SOURCE PASSAGE: Begin

His son, Matiul Haq, would become an influential ideologue of Pakistani terrorist group Tehreek-e-Taliban, which would at one time be led by his son-in-law Mullah Fazlullah.

==Career==

=== Early activities ===

During the 1980s, Sufi Muhammad actively participated in Jamaat-e-Islami, an Islamist political party of Pakistan. In 1992 he split from the group to form TNSM. From its stronghold of Malakand Division districts in northwestern Pakistan, Sufi Muhammad and his group engaged in violent agitation for the enforcement of Sharia law.

=== After 9/11 ===
In October 2001, following the September 11 attacks, Sufi Muhammad crossed into Afghanistan with thousands of his followers to help the Taliban fight the US-led forces. In 2001 he issued an edict, or fatwa, for holy war against U.S.-led forces in Afghanistan. After the Taliban was ousted from power in 2001, he returned to Pakistan, and was arrested.

Sufi Muhammad remained in prison until 2008, when he agreed in talks with the Government of Khyber-Pakhtunkhwa to use his influence to work towards peace in the region.

=== Ceasefire ===
Maulana Sufi Muhammad took part in negotiations with the government that led to the announcement of a temporary ceasefire in the Malakand region on 16 February 2009. The Pakistani government agreed to allow the implementation of Sharia in the region once violence had stopped. He agreed to travel to Swat to discuss peace with Fazlullah and his followers. He told reporters, "We will soon open dialogue with the Taliban. We will ask them to lay down their weapons. We are hopeful that they will not let us down. We will stay here in the [Swat] valley until peace is restored."

In early April 2009, Sufi Muhammad ended support for peace negotiations stating that the government was stalling the implementation of sharia courts in the Swat valley. President Asif Ali Zardari refused to sign any agreement until peace had been restored in the valley but failed to elaborate on how those conditions would be achieved.

However, the president signed the Nizam-e-Adl-Regulation law for Swat, after it was hurriedly pushed through the national Parliament a few hours earlier on 13 April 2009.

On 19 April 2009, Sufi Muhammad declared that "democracy was un-Islamic" and that decisions made in the qazi courts could not be appealed in Pakistan's central judicial system. According to the cleric, Western-style democracy had led to divides among Pakistanis and the judicial system had contributed to the factionalism. He ordered the central government to withdraw all judges from Malakand within four days and to set up a Darul Qaza, an Islamic supreme court, to hear appeals from local Sharia courts.

=== Arrest ===
On 3 June 2009, while engaging in Operation Black Thunderstorm against the Taliban, the Pakistani Army arrested senior aides to Sufi Muhammad in the Amandara region in Lower Dir. Among those aides arrested were Muhammad's deputy, Mohammad Alam, and his spokesperson, Ameer Izzat Khan. Initial reports indicated that Sufi Muhammad himself and possibly two of his sons had also been detained, though government sources would not confirm and would only say they knew of his whereabouts. TNSM sources confirmed that Sufi Muhammad and his sons were missing, but suggested that he had gone into hiding.

SOURCE PASSAGE: End
RAW DATA: Begin

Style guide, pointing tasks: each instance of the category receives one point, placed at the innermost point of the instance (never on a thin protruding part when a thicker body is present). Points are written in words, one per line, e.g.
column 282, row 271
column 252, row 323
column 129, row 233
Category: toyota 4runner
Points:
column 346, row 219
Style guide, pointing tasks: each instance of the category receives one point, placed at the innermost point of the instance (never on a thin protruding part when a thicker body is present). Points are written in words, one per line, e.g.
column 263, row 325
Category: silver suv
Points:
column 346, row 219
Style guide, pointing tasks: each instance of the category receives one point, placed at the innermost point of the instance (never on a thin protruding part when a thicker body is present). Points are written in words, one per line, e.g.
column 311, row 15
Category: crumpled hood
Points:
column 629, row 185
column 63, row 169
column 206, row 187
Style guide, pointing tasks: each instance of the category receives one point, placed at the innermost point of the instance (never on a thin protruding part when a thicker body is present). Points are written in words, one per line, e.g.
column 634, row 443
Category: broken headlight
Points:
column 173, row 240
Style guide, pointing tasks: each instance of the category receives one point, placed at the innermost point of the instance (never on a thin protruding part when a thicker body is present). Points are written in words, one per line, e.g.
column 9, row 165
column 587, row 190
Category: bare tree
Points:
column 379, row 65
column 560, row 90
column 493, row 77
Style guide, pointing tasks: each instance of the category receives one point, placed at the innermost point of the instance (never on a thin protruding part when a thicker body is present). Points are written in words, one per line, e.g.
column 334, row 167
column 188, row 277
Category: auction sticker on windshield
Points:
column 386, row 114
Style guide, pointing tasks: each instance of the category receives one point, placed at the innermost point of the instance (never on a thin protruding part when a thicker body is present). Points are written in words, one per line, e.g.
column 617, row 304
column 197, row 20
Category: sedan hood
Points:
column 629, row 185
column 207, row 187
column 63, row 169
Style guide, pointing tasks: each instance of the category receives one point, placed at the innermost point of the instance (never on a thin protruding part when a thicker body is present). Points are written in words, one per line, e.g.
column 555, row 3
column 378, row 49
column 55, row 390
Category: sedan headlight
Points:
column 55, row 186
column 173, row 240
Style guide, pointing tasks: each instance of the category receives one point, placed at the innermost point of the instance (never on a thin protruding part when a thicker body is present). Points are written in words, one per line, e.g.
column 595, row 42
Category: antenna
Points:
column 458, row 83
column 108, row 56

RAW DATA: End

YOUR ASSIGNMENT – Rewrite the stretch of the passage on Sufi Muhammad from "However, the president" through "local Sharia courts.", changing "Parliament" to "legislature".

EXERCISE SOLUTION –
However, the president signed the Nizam-e-Adl-Regulation law for Swat, after it was hurriedly pushed through the national legislature a few hours earlier on 13 April 2009.

On 19 April 2009, Sufi Muhammad declared that "democracy was un-Islamic" and that decisions made in the qazi courts could not be appealed in Pakistan's central judicial system. According to the cleric, Western-style democracy had led to divides among Pakistanis and the judicial system had contributed to the factionalism. He ordered the central government to withdraw all judges from Malakand within four days and to set up a Darul Qaza, an Islamic supreme court, to hear appeals from local Sharia courts.